──────── Source extract

Ms. Goldglantz’s maternal grandmother had battled both breast and ovarian cancer, so at age 32, after the birth of her second daughter, Ms. Goldglantz underwent genetic testing. Her results came back positive for a BRCA1 mutation, substantially increasing her odds of developing breast and ovarian cancer. Sept. 29-Oct. 5 is National Hereditary Breast and Ovarian Cancer Week, marking the transition between National Ovarian Cancer Awareness Month and National Breast Cancer Awareness Month.

Known as a previvor, Ms. Goldglantz has a proven inherited mutation that is linked to cancer, but she has never been diagnosed with the disease.  After counseling with genetics expert Louise Morrell, M.D., medical director of Lynn Cancer Institute at Boca Raton Regional Hospital, a part of Baptist Health South Florida, Ms. Goldglantz came to a decision. At the age of 34, she had a bilateral mastectomy.

(Watch video now: Hear from patient Leah Goldglantz and Louise Morrell, M.D., medical director of Lynn Cancer Institute at Boca Raton Regional Hospital. Video by Carol Higgins.)

“She spent so much time with me on our first visit,” Ms. Goldglantz said of Dr. Morrell. “I’ve never had a doctor in my life spend over an hour with me just talking, which was really incredible. And she armed me with all of the information I needed. She gave me all of the facts, all of the statistics, and really, really helped guide me in what I should do.” (See Ms. Goldglantz’s video story here).

Patients in the same situation as Ms. Goldglantz do have options, Dr. Morrell explained. Among them are lifestyle modifications, early and frequent screenings and monitoring, medications and surgery. “It can be very dramatic news when someone finds out they have a mutation that is linked to cancer,” Dr. Morell says. “It’s a very personal choice both as to whether to do the surgery and when to do the surgery.”

When she discussed options with Ms. Goldglantz, Dr. Morrell listened to the Boca Raton mother’s concerns about breastfeeding her infant. “She made me very calm,” Ms. Goldglantz recalls. “She told me, ‘Enjoy breastfeeding your baby as long as you want. And when you’re done, let’s talk about getting a mastectomy.’ ”

On September 30, 2020, breast surgeon Joseph Colletta, M.D., performed a bilateral mastectomy, and, at the same time, Ms. Goldglantz underwent a reconstructive procedure by David Bogue, M.D., a plastic and reconstructive surgeon. She was in the hospital one night and had a speedy recovery.

Genetic testing results are often key to a previvors decision-making process, Dr. Morrell says. While the test itself is as easy as a saliva or blood sample ― and the cost has come down substantially in recent years from thousands of dollars to between $250 and $450 ― it’s the counseling that goes along with the results that is vital.

Louise Morrell, M.D., medical director of Lynn Cancer Institute at Boca Raton Regional Hospital

“At the Morgan Pressel Center for Cancer Genetics at Lynn Cancer Institute, we offer a patient-centered approach that ensures the patient understands the lifelong implications of the testing,” Dr. Morrell says. “In addition to risk assessment, testing, and education and counseling, including talking about the need for any family members to be tested, we put the family tree into a database. If new genes get discovered, we can then reach out to any patients who might benefit from the new information.”

Dr. Morrell advises against using popular consumer DNA programs as a tool to make medical decisions. “They are interesting and fun, but they are limited to a very few number of mutations,” she says. In addition, the vast majority of cancers are not inherited.

Because she is BRCA-positive and her grandmother had ovarian cancer in addition to breast cancer, Ms. Goldglantz says she will consider removing her ovaries and other reproductive organs as she approaches age 40, when the risk for ovarian cancer jumps for BRCA-positive patients.

For now, she says, she is enjoying life with her husband, Josh, and daughters Emma, 5, and Jordyn, 3. “Hopefully I will be here for them for a long time,” Ms. Goldglantz says. “That’s what this surgery symbolizes for me. I was worried that my life could potentially be cut short. And when you have two young children, there’s nothing more terrible than that thought. I’m able to just breathe and live my life and not worry about breast cancer, which there’s nothing more amazing than that.”

────────────────
──────── Record excerpts

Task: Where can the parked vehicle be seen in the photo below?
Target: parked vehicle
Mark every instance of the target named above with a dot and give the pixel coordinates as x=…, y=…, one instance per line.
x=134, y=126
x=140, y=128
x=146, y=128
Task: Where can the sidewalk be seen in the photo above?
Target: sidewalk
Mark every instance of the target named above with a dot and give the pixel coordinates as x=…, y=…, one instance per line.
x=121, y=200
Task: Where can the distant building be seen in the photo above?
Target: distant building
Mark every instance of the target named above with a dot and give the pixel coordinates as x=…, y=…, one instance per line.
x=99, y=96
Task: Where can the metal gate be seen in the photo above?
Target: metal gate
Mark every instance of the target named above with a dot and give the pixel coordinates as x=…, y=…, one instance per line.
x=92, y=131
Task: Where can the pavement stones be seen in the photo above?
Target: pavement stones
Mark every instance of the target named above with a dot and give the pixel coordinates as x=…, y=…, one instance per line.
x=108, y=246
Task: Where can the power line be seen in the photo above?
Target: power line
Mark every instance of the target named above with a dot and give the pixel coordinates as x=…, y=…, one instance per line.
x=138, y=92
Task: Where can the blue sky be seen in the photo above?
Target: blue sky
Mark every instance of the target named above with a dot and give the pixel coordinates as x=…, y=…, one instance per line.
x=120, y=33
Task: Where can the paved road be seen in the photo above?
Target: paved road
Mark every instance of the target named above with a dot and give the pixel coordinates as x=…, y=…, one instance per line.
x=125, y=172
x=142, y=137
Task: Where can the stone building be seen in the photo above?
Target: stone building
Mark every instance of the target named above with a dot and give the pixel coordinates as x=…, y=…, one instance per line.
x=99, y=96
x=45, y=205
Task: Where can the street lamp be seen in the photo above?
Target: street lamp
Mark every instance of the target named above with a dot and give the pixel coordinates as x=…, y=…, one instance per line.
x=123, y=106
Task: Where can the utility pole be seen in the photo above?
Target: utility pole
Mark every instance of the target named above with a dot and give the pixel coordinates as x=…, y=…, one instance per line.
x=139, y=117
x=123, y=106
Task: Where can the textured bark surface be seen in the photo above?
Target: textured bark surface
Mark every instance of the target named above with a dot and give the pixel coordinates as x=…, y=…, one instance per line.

────────────────

Work instructions: Revise the passage on genetic testing: rewrite everything from "Dr. Morrell advises" down to "for BRCA-positive patients.", replacing "consumer DNA programs" with "consumer DNA kits".

Result for this exercise:
Dr. Morrell advises against using popular consumer DNA kits as a tool to make medical decisions. “They are interesting and fun, but they are limited to a very few number of mutations,” she says. In addition, the vast majority of cancers are not inherited.

Because she is BRCA-positive and her grandmother had ovarian cancer in addition to breast cancer, Ms. Goldglantz says she will consider removing her ovaries and other reproductive organs as she approaches age 40, when the risk for ovarian cancer jumps for BRCA-positive patients.